SELECTION
+--
What #OscarsSoWhite can learn from operaOp-ed
In the wake of this year’s Academy Awards, the conversation about race is really, really loud. There’s the ubiquitous hashtag, #OscarsSoWhite, giving everyone with a Twitter account the opportunity to point out the iniquity of Oscar winners who aren’t white. There was host Chris Rock, who punctuated the show with jokes about how it should be called the “White People’s Choice Awards”, and a pointed “We’re black!” after a commercial break. There was also the mysterious use of Wagner’s music to wrap up acceptance speeches, which for many of our readers evokes an awesomely thrilling scene in the third act of Die Walküre, but also, understandably, incites thoughts of anti-Semitism and general white-superiority.
In the opera world, we’re talking about race, too. Shows like Madama Butterfly and The Mikado are on trial for theor decidedly outdated pictures of Japanese culture, as told by white folk. The lack of “blackface” in the Met’s most recent production of Otello, and in Glimmerglass’ 2015 production of The Magic Flute were positive, mature steps forward with operas written at decidedly more racist times in history.
Perhaps that’s why, as opera lovers, we see the outrage of #OscarsSoWhite, etc., as missing the point on a lot of fronts. It’s a fact that more white actors have won Academy Awards than anyone else. It’s not a fact that white actors are inherently better at their craft than anyone else. There seems to be a connection, tightly bound almost to a fault, between the work and the creators of the work. In the opera circles of today, we are used to the practice of not throwing the baby out with the bathwater. Madama Butterfly is an exaggerated, Western-centric look at the story of Cio-Cio San; yet the characters who should be deemed “racist” are the white Americans, who are arguably the villains of the story. The talk of “angry Moors” in The Magic Flute and Otello are nasty stereotypes, but we’re not so short-sighted as to dismiss the bigger, more important themes in these stories. These operas are about faith, patience, right and wrong, deception, and great love; they’re still kicking around for a reason, and it’s not because they feature black characters with major faults.
It makes us wonder what Tumblr or Everyday Feminism or Jezebel would have to say about “cultural appropriation” if opera were more mainstream. (actually, Jezebel did have some stuff to say about that, in a tangential complaint as part of a “larger” argument). Would they lash out at stellar soprano Othalie Graham for how many Turandots she has sung in her career? Or Patricia Racette for her portrayals of Cio-Cio San? Or for Agnes Baltsa’s brilliant Prince Orlofsky in Die Fledermaus? She’s not Russian, you know. Tamara Wilson isn’t Egyptian, Aleksandrs Antonenko isn’t black, and Eric Owens isn’t a Norse dwarf.
What these singers do have in common, though, is a great set of pipes. Thank goodness opera has this major caveat informing casting decisions; in the best cases, the voice comes first. After the voice comes the ability to say something with these characters, something beyond, “Did you know I am Turkish?” There indeed is something that separates the working, award-winning singers from the others: craft.
+--
RAW DATA
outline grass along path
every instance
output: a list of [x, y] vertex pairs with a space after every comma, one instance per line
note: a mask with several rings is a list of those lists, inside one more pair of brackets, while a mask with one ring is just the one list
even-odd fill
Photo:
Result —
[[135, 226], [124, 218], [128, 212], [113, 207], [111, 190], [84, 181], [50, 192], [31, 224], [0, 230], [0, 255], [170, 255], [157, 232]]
+--
CHALLENGE 1
Set down the stretch of the op-ed from "What #OscarsSoWhite can" through "and general white-superiority." word for word.
CHALLENGE 2
Rewrite the records as a JSON list of strings, with one string for each of their lines and blank lines left out.

EXPECTED ANSWER 1
What #OscarsSoWhite can learn from operaOp-ed
In the wake of this year’s Academy Awards, the conversation about race is really, really loud. There’s the ubiquitous hashtag, #OscarsSoWhite, giving everyone with a Twitter account the opportunity to point out the iniquity of Oscar winners who aren’t white. There was host Chris Rock, who punctuated the show with jokes about how it should be called the “White People’s Choice Awards”, and a pointed “We’re black!” after a commercial break. There was also the mysterious use of Wagner’s music to wrap up acceptance speeches, which for many of our readers evokes an awesomely thrilling scene in the third act of Die Walküre, but also, understandably, incites thoughts of anti-Semitism and general white-superiority.

EXPECTED ANSWER 2
[
  "outline grass along path",
  "every instance",
  "output: a list of [x, y] vertex pairs with a space after every comma, one instance per line",
  "note: a mask with several rings is a list of those lists, inside one more pair of brackets, while a mask with one ring is just the one list",
  "even-odd fill",
  "Photo:",
  "Result —",
  "[[135, 226], [124, 218], [128, 212], [113, 207], [111, 190], [84, 181], [50, 192], [31, 224], [0, 230], [0, 255], [170, 255], [157, 232]]"
]